Dataset entries:
::::::::

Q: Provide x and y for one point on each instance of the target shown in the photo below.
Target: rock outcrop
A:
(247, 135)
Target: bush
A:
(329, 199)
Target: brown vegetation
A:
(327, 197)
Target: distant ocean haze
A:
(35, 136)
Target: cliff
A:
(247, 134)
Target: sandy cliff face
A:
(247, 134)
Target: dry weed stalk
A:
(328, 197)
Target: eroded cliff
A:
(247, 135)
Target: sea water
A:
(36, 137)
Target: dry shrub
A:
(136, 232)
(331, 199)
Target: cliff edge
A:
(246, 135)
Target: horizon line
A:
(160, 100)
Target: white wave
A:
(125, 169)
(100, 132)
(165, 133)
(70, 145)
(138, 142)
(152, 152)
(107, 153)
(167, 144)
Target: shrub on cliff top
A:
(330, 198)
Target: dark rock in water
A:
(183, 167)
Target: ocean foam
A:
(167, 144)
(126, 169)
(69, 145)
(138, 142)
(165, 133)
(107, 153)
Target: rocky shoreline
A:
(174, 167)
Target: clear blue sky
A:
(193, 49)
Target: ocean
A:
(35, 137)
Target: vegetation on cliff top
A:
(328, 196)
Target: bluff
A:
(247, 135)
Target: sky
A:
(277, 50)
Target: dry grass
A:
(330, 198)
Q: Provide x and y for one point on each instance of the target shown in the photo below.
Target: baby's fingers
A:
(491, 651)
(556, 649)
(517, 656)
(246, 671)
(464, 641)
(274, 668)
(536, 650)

::::::::

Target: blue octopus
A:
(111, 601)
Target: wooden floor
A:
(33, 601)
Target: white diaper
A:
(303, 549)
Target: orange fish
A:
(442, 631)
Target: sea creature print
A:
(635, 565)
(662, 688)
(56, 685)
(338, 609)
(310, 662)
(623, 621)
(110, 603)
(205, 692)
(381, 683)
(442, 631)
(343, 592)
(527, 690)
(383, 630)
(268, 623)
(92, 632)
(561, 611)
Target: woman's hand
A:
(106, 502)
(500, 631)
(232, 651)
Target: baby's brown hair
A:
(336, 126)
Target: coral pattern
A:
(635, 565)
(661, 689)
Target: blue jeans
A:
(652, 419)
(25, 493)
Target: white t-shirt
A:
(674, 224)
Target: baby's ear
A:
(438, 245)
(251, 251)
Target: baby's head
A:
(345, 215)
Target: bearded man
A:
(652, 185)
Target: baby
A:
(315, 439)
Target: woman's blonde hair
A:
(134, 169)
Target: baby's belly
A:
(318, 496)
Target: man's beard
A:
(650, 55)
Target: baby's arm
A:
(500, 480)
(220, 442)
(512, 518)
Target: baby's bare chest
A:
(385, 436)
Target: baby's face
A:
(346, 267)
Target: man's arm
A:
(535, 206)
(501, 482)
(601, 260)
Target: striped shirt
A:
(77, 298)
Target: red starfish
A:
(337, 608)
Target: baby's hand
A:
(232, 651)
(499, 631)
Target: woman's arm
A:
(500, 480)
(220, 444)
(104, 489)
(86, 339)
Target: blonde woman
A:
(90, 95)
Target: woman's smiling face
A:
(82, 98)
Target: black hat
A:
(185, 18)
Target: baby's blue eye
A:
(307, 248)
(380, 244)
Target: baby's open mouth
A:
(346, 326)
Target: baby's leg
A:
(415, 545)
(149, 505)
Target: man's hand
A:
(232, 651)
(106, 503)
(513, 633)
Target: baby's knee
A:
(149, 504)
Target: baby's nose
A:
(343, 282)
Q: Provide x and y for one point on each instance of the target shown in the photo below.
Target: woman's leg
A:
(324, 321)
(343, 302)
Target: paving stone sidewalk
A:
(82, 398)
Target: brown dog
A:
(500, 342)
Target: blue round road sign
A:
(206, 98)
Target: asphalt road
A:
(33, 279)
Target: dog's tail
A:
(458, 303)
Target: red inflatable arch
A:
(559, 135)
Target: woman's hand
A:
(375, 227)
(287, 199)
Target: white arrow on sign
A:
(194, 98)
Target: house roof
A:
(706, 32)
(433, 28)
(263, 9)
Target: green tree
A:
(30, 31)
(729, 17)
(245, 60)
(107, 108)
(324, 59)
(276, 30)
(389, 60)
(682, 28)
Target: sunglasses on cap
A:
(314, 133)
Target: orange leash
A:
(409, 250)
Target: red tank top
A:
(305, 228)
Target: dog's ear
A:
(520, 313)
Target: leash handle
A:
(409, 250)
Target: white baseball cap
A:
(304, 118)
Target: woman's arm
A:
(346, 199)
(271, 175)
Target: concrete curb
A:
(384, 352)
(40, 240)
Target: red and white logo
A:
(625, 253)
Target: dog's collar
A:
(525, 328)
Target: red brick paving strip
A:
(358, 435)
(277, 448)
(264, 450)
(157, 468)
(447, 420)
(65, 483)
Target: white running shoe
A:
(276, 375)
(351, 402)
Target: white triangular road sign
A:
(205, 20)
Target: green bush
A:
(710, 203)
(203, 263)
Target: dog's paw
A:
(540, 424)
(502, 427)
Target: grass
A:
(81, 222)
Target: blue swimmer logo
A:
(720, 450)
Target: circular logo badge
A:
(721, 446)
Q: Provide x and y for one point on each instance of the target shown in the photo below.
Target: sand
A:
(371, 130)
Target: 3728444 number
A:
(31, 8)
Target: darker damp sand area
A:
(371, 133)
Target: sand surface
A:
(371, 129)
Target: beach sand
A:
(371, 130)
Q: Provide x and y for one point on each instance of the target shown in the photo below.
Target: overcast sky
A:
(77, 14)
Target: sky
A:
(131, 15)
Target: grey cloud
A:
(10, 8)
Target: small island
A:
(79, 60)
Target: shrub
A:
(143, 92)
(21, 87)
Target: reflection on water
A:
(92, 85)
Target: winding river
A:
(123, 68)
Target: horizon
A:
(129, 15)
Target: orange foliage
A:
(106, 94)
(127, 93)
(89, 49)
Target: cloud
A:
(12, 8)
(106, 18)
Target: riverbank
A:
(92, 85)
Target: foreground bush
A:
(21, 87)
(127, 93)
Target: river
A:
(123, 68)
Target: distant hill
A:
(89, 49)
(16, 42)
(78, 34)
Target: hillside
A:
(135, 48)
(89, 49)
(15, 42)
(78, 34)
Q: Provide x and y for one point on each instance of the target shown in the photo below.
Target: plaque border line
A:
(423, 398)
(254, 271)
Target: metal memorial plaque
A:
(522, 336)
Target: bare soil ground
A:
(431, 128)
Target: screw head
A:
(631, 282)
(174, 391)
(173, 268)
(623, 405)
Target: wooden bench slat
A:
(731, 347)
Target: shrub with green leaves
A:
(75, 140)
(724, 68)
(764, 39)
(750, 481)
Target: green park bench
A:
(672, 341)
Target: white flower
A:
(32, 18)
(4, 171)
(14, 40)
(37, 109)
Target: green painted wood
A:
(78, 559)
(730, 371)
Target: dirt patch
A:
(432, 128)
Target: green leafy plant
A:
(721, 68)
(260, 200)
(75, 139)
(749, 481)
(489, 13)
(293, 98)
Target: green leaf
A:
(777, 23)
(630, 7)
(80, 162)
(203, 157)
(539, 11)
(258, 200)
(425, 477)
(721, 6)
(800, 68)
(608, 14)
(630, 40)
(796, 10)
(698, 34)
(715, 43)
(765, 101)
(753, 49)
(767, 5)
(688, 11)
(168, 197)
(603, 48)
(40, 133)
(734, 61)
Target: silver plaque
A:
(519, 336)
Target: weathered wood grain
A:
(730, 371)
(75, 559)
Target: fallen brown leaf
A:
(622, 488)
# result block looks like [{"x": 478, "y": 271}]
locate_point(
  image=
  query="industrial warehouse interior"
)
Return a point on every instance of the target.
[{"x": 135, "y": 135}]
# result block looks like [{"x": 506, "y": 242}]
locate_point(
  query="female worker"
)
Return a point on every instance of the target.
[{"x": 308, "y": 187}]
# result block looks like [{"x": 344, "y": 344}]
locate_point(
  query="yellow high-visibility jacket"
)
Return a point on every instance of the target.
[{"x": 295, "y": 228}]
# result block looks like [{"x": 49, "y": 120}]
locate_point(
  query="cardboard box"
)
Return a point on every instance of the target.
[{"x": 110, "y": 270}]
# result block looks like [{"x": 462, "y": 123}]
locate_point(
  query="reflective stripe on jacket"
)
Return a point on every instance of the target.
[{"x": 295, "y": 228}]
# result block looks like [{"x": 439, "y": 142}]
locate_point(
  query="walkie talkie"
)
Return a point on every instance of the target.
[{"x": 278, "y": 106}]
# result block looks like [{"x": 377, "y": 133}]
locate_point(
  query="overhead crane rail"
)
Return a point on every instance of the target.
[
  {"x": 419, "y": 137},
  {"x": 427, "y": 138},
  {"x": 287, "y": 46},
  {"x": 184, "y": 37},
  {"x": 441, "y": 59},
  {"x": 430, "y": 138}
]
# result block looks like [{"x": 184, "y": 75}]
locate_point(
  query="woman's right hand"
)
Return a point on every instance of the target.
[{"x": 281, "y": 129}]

::::::::

> WHAT YOU NEED TO DO: Check each line in the records above for the word "plaque". Return those that have it.

> ANSWER FOR THIS EXERCISE:
Target: plaque border line
Target: metal memorial plaque
Target: silver plaque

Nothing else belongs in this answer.